====== 選択テキスト ======

親戚や知り合いなどに良くない事が起きる前、
私は必ずピエロの夢を見ていました。

これは私が小学5年生の時の話です。
同級生のAちゃんが喘息で入院していました。
家も近所で お祖母ちゃん同士が茶飲み友達だったので
クラスは違ったのですが、放課後は お互いの家を
行き来する仲でした。

Aちゃんが入院してから4~5日 経った頃
Aちゃんの容体が落ち着いたという事で
お祖母ちゃんが お見舞いに連れて行ってくれました。
実は、Aちゃんが入院する前にもピエロの夢を見ていたのですが
この時は見ていなかったし、何よりもAちゃんが
元気だという事で安心して お見舞いに行きました。

Aちゃんは本当に元気そうで、退屈だと言いました。
2~3日で退院 出来そうだとも。
私は安心してAちゃんが入院している身である事を
忘れ、いつも通りの楽しい時間を過ごしました。
小一時間ほどして、そろそろ帰ろうとなった時、
私は気付きました。
Aちゃんの真向かいのベッドの お婆ちゃんが
顔の前で しきりに手を振っていたのです。
それはまるで、蝿を振り払っているように見えました。

====== データ記録 ======

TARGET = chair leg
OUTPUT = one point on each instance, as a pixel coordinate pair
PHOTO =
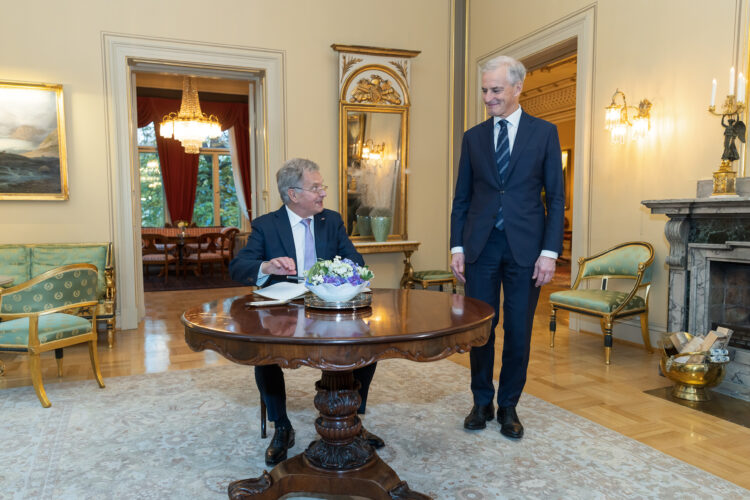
(552, 326)
(111, 332)
(36, 378)
(607, 328)
(95, 362)
(644, 332)
(262, 418)
(58, 358)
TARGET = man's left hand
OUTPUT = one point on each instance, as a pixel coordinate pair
(544, 270)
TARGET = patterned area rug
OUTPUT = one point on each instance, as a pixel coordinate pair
(187, 434)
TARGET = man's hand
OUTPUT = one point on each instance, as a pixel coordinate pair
(457, 266)
(279, 265)
(544, 270)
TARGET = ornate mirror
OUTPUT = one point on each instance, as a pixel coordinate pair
(373, 141)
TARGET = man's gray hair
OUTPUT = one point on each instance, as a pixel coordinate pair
(516, 71)
(290, 175)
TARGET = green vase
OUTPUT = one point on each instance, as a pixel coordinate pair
(363, 225)
(381, 227)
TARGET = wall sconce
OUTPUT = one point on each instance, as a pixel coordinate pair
(372, 151)
(617, 121)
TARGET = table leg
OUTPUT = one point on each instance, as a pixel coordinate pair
(408, 275)
(340, 462)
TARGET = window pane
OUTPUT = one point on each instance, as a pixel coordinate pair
(147, 135)
(152, 192)
(230, 207)
(219, 142)
(203, 213)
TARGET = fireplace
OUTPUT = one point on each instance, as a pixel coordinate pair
(720, 289)
(709, 272)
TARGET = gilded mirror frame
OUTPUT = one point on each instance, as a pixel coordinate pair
(373, 139)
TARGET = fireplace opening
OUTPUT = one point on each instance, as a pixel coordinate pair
(729, 300)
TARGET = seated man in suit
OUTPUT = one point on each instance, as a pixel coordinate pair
(286, 243)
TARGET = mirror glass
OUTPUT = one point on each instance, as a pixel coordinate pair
(374, 169)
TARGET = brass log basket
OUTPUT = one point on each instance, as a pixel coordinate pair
(690, 379)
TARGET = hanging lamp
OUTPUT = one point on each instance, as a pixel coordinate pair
(190, 126)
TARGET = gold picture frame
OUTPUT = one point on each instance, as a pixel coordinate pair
(33, 158)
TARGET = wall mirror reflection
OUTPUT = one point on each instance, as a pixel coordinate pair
(375, 179)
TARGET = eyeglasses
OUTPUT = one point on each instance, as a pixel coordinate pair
(314, 189)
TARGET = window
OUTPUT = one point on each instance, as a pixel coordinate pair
(216, 196)
(152, 190)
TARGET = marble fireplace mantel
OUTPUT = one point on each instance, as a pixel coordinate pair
(716, 220)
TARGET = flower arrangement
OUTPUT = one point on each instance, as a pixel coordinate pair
(337, 280)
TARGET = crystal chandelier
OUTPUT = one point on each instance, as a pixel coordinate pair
(190, 126)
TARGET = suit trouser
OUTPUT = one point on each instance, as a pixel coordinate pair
(496, 268)
(270, 382)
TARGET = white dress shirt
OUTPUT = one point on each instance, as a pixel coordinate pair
(298, 233)
(512, 122)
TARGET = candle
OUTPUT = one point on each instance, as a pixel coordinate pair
(741, 88)
(713, 93)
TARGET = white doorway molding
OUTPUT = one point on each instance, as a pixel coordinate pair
(120, 53)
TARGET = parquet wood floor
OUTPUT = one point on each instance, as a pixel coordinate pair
(572, 375)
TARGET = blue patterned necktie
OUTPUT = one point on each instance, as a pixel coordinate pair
(309, 245)
(502, 158)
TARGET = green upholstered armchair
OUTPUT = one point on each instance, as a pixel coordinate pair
(35, 317)
(628, 261)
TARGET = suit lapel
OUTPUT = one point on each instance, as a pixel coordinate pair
(285, 233)
(489, 139)
(525, 126)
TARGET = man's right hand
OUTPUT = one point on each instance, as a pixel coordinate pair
(279, 265)
(457, 266)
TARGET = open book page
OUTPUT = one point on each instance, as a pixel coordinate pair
(282, 291)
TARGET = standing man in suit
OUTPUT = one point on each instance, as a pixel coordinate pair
(287, 243)
(501, 234)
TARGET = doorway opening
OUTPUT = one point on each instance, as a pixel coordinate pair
(549, 92)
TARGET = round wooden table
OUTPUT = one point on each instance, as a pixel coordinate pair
(413, 324)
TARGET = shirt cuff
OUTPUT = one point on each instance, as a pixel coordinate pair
(262, 277)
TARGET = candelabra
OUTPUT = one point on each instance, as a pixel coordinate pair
(734, 128)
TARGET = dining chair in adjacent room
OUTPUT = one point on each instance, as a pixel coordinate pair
(156, 252)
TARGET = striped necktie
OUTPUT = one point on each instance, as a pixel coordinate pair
(502, 158)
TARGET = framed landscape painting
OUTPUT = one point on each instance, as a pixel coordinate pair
(32, 142)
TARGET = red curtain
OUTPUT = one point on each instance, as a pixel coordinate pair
(179, 169)
(235, 114)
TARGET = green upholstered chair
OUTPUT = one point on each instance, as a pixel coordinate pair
(36, 317)
(431, 278)
(628, 261)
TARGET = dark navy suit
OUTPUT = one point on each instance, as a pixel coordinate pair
(495, 258)
(271, 237)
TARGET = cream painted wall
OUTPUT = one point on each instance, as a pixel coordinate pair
(61, 42)
(667, 51)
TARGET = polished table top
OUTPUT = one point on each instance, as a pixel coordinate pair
(420, 325)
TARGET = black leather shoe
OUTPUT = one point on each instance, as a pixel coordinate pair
(372, 439)
(510, 426)
(283, 439)
(479, 416)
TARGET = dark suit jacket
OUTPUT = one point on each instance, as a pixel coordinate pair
(535, 163)
(272, 237)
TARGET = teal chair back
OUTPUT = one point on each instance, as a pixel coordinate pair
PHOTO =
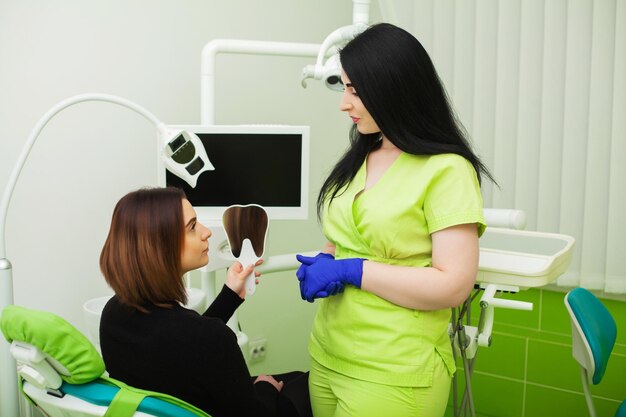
(593, 336)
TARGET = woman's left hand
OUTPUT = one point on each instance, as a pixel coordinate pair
(236, 277)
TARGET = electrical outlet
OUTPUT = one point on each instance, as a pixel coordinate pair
(258, 349)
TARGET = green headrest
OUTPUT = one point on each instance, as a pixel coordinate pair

======

● **練習課題 A**:
ピエロの夢の話について、次の問いに答えてください。
(i) この話は、語り手が小学何年生の時の出来事ですか。
(ii) Aちゃんは何のために入院していましたか。
(iii) Aちゃんは、あと何日ほどで退院できそうだと言いましたか。
● **練習課題 B**:
ピエロの夢の話を、最後の文の後から書き継いでください。

● **記述回答 A**:
(i) 小学5年生
(ii) 喘息
(iii) 2~3日

● **記述回答 B**:
ただ、私が見る限り、蝿は見えませんでしたが…
帰り道、私は お祖母ちゃんに訊いてみました。

「部屋に蝿 飛んでた? お祖母ちゃん、蝿 見た?」

すると お祖母ちゃんは見ていないと。
そして、窓を開ける季節でもないし、蝿なんか
いないと思うとも言いました。
お祖母ちゃんは、何で そんな事を訊くのかと
言ったので先ほど病室で見た事を教えました。
が、お祖母ちゃんはAちゃんの向かいのベッドの
お婆ちゃんが手払いしていた事に気付いて
いませんでした。

「あら、そうかい…」と言ったきり なんとなく
その話は終了しました。


その翌々日、Aちゃんは無事に退院しました。
学校から帰った私はスグにAちゃんの家に
遊びに行ったのですが、そこでショッキングな話を
聞かされました。
なんと、向かいのベッドの お婆ちゃんが亡くなったと…

私は家に帰って その事をお祖母ちゃんに話しました。
お祖母ちゃんは、そういう事だったんだね、と
独り言を言った後、私に言いました。

「きっと、お迎えが来ていたんだね。」と。


子供心にも理解しました。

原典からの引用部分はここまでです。